Point-per-instance localization data:
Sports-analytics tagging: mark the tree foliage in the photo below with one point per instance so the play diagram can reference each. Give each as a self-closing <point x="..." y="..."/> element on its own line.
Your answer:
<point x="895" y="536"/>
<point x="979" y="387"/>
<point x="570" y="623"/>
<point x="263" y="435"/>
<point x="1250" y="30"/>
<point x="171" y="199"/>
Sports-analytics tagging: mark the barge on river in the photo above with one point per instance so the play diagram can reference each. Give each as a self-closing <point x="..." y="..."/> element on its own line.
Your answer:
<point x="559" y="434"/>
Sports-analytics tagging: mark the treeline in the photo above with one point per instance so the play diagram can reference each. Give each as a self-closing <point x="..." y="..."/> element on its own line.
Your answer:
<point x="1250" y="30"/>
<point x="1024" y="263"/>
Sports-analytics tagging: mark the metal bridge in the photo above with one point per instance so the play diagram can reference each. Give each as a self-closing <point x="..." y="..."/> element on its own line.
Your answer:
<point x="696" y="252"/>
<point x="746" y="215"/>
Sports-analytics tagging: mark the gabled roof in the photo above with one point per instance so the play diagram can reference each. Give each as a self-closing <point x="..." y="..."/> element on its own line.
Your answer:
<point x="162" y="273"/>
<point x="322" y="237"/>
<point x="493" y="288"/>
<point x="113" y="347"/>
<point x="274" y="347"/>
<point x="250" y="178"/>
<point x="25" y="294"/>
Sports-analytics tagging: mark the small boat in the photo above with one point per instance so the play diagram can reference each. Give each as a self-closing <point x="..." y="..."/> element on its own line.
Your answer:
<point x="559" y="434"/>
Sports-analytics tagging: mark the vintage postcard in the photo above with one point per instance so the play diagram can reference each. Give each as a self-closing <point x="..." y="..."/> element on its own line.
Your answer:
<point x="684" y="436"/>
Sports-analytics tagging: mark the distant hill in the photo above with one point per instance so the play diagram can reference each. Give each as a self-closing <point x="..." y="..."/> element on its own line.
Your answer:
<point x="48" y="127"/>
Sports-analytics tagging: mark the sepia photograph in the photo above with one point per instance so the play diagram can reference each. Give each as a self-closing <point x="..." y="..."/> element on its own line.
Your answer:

Task prompt.
Reproduce the data above exactly, leaving nothing out.

Output of the task.
Sports-analytics tagging: mark the tree foliage in the photo below with one point per instance so the play diagram can reference each. Give each as a self-closing <point x="..." y="..."/> element on its own line.
Your answer:
<point x="895" y="536"/>
<point x="979" y="387"/>
<point x="570" y="623"/>
<point x="263" y="435"/>
<point x="1250" y="30"/>
<point x="171" y="199"/>
Sports-analytics tagging: mark the barge on river in the photo above with one point per instance so the play diagram can reference each. Give each as a self-closing <point x="..." y="..."/> element on its own line.
Your answer:
<point x="559" y="434"/>
Sports-analytics tagging: mark the treeline in the photo above with one point per instance so the play diagram can reference each. Give each as a self-closing <point x="..." y="..."/> element on its own line.
Your answer:
<point x="1250" y="30"/>
<point x="1024" y="263"/>
Sports-analytics tagging: mark the metal bridge in the photo above with one point per instance so the play diagram can reference each. Give each as a self-closing <point x="..." y="..."/> element on its own line.
Your answer:
<point x="696" y="252"/>
<point x="746" y="215"/>
Sports-analytics tagging: mark the gabled roof in the photo above with one point per instance so the play diagram can reference each. Give each as a self-closing <point x="..." y="..."/> element on its own line.
Your answer:
<point x="162" y="273"/>
<point x="322" y="237"/>
<point x="493" y="288"/>
<point x="113" y="347"/>
<point x="274" y="347"/>
<point x="250" y="178"/>
<point x="25" y="294"/>
Sports-analytics tagging: mark the small boat in the photo above with one point per instance so the play diagram can reference each. Give each as a self-closing <point x="..." y="..."/> element on its own line.
Your answer:
<point x="559" y="434"/>
Sports-analytics tagging: mark the vintage postcard in the photo above with one point per instance so the play diagram can reference each. Give each as a self-closing <point x="..." y="..."/> element on its own line.
Your answer:
<point x="684" y="436"/>
Sports-analytics tagging: mark the distant hill in the photo above with one point per instance so the play diagram can reference each. Give each as a self-closing <point x="..." y="..."/> element on its own line.
Your answer:
<point x="48" y="127"/>
Sports-analytics tagging: mark the sepia photograph in the photo above with one point per instance so the play diagram can reference each. Give each as a self-closing <point x="..." y="..."/> element on its own line.
Your answer:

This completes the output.